Records supplied START

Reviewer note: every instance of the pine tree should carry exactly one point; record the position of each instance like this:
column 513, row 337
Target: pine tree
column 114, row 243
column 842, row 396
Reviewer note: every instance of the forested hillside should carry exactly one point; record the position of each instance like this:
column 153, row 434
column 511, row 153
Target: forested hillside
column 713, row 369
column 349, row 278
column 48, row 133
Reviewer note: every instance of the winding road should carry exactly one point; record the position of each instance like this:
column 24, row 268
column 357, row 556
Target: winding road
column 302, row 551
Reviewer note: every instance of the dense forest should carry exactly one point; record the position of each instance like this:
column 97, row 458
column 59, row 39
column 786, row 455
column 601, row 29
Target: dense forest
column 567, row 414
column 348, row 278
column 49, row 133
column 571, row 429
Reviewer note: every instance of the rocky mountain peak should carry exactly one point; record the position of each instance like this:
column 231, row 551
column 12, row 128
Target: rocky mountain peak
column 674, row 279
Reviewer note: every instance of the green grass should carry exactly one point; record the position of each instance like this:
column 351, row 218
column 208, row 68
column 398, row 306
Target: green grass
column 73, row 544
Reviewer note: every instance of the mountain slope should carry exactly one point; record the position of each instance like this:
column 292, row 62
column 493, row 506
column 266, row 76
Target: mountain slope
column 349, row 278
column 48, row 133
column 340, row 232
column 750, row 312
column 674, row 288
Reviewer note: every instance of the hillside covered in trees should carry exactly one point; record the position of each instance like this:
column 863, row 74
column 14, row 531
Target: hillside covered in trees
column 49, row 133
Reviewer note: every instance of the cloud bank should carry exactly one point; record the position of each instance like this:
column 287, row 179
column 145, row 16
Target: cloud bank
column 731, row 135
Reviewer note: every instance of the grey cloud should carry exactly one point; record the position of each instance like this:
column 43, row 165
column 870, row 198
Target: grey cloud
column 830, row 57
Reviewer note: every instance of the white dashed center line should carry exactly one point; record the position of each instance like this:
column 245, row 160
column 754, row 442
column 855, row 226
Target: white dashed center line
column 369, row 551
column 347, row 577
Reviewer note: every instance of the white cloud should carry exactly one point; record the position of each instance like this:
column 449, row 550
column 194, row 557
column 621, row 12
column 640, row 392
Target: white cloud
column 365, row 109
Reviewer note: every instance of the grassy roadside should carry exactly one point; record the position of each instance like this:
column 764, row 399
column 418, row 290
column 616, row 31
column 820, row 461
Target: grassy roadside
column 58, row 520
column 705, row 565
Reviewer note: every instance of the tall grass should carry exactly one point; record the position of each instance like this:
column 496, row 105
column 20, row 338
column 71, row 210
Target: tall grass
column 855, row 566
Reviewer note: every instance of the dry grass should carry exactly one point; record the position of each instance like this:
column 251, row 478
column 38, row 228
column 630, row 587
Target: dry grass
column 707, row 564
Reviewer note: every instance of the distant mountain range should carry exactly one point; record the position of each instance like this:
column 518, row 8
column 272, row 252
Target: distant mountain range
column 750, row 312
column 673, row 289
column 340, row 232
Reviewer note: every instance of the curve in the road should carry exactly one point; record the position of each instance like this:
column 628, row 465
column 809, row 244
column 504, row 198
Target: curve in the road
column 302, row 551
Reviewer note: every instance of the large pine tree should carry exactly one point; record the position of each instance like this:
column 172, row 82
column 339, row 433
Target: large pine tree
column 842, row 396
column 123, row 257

Records supplied END

Problem statement: Using the records above, copy word for word the line with "column 14, row 531", the line with "column 855, row 226", and every line between them.

Reply:
column 14, row 531
Target: hillside covered in trees
column 49, row 133
Reviewer note: every instance of the cloud bank should carry exactly one point; record the position of each instance like this:
column 287, row 179
column 145, row 16
Target: cloud bank
column 731, row 135
Reviewer note: every instance of the grey cloud should carry exactly one point; record the position of each instance like this:
column 43, row 165
column 870, row 198
Target: grey cloud
column 830, row 57
Reviewer note: every instance of the white dashed center line should carry exactly one point; record the position of each instance like this:
column 245, row 160
column 754, row 442
column 855, row 226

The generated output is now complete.